◆ TASK STATEMENT ◆
Report how many lines in the listing below contain the string "with", treating uppercase and lowercase as distinct. Give only the number.

◆ Part of a data file ◆

——————————

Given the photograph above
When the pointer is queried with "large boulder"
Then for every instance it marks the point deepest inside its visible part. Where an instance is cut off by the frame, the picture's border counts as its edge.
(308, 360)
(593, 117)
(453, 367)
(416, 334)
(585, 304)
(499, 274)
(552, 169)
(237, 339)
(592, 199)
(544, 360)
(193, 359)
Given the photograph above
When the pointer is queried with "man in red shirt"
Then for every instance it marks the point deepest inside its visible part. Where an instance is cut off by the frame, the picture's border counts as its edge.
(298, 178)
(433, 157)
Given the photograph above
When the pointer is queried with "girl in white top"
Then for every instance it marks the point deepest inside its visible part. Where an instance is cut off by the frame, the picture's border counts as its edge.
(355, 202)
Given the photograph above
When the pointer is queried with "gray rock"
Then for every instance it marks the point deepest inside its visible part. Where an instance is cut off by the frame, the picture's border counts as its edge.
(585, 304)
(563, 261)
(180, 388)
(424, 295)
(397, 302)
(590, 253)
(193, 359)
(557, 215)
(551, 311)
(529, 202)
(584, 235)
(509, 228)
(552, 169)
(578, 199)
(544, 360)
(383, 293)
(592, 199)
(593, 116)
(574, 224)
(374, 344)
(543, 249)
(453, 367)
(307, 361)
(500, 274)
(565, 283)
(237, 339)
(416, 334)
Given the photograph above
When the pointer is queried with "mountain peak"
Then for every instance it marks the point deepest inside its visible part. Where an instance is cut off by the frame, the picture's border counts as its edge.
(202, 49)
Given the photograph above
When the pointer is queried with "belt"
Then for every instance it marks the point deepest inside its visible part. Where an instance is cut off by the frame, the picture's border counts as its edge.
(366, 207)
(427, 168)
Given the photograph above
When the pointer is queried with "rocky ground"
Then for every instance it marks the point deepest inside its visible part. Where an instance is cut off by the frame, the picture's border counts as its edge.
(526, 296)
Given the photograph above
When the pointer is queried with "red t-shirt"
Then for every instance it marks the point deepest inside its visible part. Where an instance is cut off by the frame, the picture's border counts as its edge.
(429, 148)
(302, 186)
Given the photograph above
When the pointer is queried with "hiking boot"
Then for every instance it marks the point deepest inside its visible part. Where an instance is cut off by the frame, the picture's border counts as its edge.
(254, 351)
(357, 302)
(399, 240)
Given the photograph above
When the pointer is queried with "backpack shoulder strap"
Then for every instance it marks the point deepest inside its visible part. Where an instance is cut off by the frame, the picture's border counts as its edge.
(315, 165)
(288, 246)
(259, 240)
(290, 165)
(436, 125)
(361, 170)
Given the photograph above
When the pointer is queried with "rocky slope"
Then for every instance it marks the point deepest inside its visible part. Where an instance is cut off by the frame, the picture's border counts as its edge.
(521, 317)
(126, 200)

——————————

◆ EXPECTED ANSWER ◆
11